DESCRIPTION OF THE TASK: Each line of the data should be given again exactly.

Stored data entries
== Segment start ==
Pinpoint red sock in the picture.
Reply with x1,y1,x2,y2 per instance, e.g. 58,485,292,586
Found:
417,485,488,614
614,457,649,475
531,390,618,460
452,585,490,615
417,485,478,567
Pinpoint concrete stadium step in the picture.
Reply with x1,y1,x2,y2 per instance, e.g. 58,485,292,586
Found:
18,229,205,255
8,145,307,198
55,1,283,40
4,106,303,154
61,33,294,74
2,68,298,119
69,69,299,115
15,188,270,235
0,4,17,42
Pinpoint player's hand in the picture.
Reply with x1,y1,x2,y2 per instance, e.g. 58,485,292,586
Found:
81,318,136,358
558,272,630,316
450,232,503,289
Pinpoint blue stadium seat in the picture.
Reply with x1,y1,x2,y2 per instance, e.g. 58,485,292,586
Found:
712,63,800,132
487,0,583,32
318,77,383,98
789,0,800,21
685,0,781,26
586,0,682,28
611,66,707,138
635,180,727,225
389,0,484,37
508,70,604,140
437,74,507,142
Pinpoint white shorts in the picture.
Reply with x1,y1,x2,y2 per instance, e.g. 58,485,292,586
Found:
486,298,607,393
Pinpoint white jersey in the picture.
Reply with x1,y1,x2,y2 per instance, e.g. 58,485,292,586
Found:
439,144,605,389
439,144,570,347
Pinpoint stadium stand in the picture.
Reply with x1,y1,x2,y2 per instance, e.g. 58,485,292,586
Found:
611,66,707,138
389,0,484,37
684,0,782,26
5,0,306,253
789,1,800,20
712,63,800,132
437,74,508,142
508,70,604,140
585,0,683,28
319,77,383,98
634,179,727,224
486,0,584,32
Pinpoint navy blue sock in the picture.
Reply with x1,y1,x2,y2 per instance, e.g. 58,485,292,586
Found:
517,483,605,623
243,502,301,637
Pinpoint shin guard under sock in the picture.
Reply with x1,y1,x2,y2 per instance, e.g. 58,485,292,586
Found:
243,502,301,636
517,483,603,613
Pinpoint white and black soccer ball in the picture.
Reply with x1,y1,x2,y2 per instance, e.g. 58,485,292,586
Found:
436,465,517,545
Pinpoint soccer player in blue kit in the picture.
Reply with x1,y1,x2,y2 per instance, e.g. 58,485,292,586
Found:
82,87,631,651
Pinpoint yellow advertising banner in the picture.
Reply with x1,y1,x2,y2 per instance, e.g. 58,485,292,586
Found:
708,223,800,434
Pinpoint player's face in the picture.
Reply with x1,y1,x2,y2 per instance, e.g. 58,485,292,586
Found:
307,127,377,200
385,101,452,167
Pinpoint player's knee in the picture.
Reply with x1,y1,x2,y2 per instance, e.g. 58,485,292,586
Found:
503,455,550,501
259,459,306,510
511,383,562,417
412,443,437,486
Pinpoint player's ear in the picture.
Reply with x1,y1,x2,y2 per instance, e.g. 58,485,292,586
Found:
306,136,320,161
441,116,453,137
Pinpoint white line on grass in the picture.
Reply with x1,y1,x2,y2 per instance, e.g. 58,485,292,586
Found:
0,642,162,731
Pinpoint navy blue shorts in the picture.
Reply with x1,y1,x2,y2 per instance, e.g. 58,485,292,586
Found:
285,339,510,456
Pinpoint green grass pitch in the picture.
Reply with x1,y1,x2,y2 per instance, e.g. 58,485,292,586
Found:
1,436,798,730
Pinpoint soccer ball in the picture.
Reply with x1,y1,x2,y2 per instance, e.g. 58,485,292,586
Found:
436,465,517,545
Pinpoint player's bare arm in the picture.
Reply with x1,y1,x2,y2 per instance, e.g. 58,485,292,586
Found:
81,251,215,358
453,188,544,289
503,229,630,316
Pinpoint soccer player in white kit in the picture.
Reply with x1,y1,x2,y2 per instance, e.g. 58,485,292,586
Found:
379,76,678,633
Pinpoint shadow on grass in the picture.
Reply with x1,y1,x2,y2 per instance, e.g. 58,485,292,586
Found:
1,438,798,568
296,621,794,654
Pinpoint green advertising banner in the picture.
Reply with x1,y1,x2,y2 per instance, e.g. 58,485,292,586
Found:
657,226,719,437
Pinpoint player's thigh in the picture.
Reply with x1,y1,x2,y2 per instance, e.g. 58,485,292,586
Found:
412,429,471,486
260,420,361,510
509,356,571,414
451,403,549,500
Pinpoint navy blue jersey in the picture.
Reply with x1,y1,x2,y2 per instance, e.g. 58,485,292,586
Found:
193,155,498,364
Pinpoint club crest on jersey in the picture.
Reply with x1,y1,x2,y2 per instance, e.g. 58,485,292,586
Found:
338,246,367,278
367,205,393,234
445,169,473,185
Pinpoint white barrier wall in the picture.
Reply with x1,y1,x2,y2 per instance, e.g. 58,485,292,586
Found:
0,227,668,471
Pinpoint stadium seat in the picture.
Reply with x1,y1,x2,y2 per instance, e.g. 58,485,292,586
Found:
== Segment end ==
ANSWER TO THIS EXERCISE:
Pinpoint red sock in the picture.
Reply with x1,y1,x2,y2 per instance, e.g. 58,485,292,586
Found:
417,485,488,614
614,457,649,475
531,390,618,460
452,585,490,615
417,485,478,567
Pinpoint concrete stadium step in the picture.
Reply with x1,y1,x2,y2 per instance, e.g. 58,485,292,586
Found:
18,229,205,255
8,145,307,198
55,1,283,40
4,106,303,154
61,33,294,74
2,68,298,119
69,69,299,115
15,188,270,235
0,4,17,42
Pinpoint player's hand in the picture.
Reply with x1,y1,x2,y2 per instance, e.g. 58,485,292,586
Found:
81,318,136,358
558,272,630,316
450,232,503,289
Pinpoint blue stadium seat in the picture.
Reply with x1,y1,x2,y2 per instance, e.g. 58,485,292,586
Found:
712,63,800,132
487,0,583,32
318,77,383,98
789,0,800,21
685,0,781,26
586,0,682,28
611,66,707,138
635,180,727,225
389,0,484,37
508,70,604,140
437,74,507,142
Pinpoint white shorts in the picture.
Reply with x1,y1,x2,y2 per instance, e.g. 58,485,292,586
Found:
486,298,607,393
Pinpoint white jersey in the picture.
Reply with x1,y1,x2,y2 per instance, e.g. 58,485,292,586
Found:
439,144,605,389
439,144,570,347
Pinpoint stadium stand in the picture.
Reply with x1,y1,x2,y2 per instance, e.g. 58,485,292,586
Found:
611,66,707,138
389,0,484,37
684,0,782,26
5,0,306,253
789,1,800,20
712,63,800,132
437,74,508,142
508,70,604,140
585,0,683,28
319,77,383,98
634,179,727,224
486,0,584,32
Pinpoint navy blue sock in the picture.
Reply with x1,y1,x2,y2 per instance, e.g. 58,485,292,586
Found:
517,483,605,623
243,502,301,637
Pinpoint shin guard under sock in the picture.
Reply with x1,y1,x2,y2 per instance, e.g. 58,485,292,586
Found:
243,502,301,636
517,483,603,613
Pinpoint white and black soccer ball in the picture.
Reply with x1,y1,x2,y2 per instance, e.g. 58,485,292,586
Found:
436,465,517,545
Pinpoint soccer player in blue kit in the picture.
Reply with x1,y1,x2,y2 per instance, e.g. 58,485,292,586
Found:
82,87,631,651
Pinpoint yellow advertising banner in the picture.
Reply with x1,y1,x2,y2 per instance, e.g. 58,485,292,586
Found:
708,223,800,434
Pinpoint player's face in the picture.
Reply with x1,y1,x2,y2 per instance, e.g. 58,485,292,586
Found:
307,127,377,200
385,101,452,167
Pinpoint player's knee in the picture.
Reply with x1,y1,x2,y2 per instance, e.g. 58,485,292,586
Found:
503,455,550,501
259,459,306,510
511,383,562,417
412,443,437,486
Pinpoint player's ear in the picture.
Reply with x1,y1,x2,y2 per instance, e.g. 58,485,292,586
Found:
306,136,320,161
441,116,453,137
Pinpoint white line on grass in the picture.
Reply with x1,y1,x2,y2 per instance, e.g. 58,485,292,586
Found:
0,642,162,731
Pinpoint navy blue shorts in the picture.
Reply with x1,y1,x2,y2 per instance, e.g. 58,485,292,586
Found:
285,339,510,456
Pinpoint green grass pitch in the picture.
Reply with x1,y1,x2,y2 per instance, e.g. 58,485,292,586
Found:
1,436,798,730
Pinpoint soccer ball in the picture.
Reply with x1,y1,x2,y2 per instance, e.g. 58,485,292,586
Found:
436,465,517,545
Pinpoint player's bare arm in the picture.
Reply with x1,y1,x2,y2 per instance, e.g. 58,485,292,586
Found:
81,251,215,358
453,188,544,289
503,229,630,316
Pinpoint soccer player in white kit in the picture.
Reply with x1,y1,x2,y2 per instance, e.g. 58,485,292,586
Found:
379,76,678,633
Pinpoint shadow on grass in the picture.
Reply with x1,y1,x2,y2 per instance, e.g. 58,485,292,586
Found:
1,438,798,568
296,621,794,654
Pinpoint green advertising banner in the picture.
Reply with x1,y1,x2,y2 per instance, e.g. 58,485,292,586
Found:
657,226,719,437
Pinpoint player's thigh in the picture.
Reply with x1,y1,x2,y2 per instance, e.g. 58,485,292,586
Found:
412,429,471,486
260,420,361,510
509,356,571,414
451,403,549,500
Pinpoint navy blue jersey in the picture.
Reply with x1,y1,x2,y2 per instance, e.g. 58,485,292,586
Found:
193,155,498,364
Pinpoint club crest on jersey in the picture.
Reply with x1,y1,x2,y2 per instance, e.g. 58,485,292,586
Found:
338,246,367,278
367,205,393,234
445,169,473,185
Pinpoint white barrier wall in the picture.
Reply with x1,y1,x2,y2 per instance, e.g. 58,485,292,586
Found:
0,227,668,471
Pinpoint stadium seat in the picture.
Reply with x1,y1,x2,y2 per instance, e.g. 58,485,292,586
Found:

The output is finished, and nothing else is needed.